AIM OF THE EXERCISE — Retype the records below verbatim, starting at the line that contains "(format x=435, y=294)" and continuing through the final line of the records.

Excerpts from point annotation data:
────────────────────
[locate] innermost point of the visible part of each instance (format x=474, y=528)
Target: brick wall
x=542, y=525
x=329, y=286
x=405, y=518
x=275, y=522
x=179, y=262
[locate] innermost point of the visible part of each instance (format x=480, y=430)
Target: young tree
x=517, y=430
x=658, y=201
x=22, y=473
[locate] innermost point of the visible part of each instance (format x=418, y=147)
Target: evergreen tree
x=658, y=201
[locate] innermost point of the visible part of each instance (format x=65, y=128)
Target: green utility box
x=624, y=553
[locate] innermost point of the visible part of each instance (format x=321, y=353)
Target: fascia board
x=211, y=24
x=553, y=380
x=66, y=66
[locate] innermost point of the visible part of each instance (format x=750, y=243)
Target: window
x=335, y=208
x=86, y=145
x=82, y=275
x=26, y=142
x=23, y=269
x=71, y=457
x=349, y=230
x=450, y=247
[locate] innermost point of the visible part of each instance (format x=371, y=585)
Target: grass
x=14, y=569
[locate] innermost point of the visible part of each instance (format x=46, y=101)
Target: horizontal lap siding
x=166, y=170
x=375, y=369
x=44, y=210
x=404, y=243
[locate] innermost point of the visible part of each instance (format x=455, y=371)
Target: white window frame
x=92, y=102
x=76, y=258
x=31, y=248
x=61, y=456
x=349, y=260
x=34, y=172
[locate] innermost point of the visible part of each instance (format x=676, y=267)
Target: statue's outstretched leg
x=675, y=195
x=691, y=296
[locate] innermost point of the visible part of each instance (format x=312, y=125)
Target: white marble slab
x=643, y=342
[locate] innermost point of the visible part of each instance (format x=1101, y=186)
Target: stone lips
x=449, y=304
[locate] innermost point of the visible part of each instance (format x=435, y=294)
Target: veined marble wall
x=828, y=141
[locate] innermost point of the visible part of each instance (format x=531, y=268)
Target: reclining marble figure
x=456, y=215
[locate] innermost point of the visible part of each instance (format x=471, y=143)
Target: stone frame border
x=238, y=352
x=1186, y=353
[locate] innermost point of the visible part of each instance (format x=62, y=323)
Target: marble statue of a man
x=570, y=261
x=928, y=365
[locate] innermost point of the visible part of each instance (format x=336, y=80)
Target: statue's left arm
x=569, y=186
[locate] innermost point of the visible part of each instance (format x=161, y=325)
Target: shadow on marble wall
────────────────────
THE RESPONSE —
[locate] innermost point of the visible part of each instance (format x=435, y=294)
Target: veined marble wall
x=828, y=141
[locate] innermost point of the visible part of each instance (format x=531, y=268)
Target: reclining marble figure
x=456, y=215
[locate] innermost point of the visible part of each instance (format x=471, y=143)
Target: stone frame border
x=238, y=352
x=1186, y=353
[locate] innermost point of the visible part of each instance (format x=62, y=323)
Target: marble statue of a man
x=570, y=261
x=928, y=365
[locate] innermost point of the visible part of each instance (format x=336, y=80)
Target: statue's left arm
x=569, y=186
[locate] innermost point of the visible part of each instance (format x=161, y=325)
Target: shadow on marble wall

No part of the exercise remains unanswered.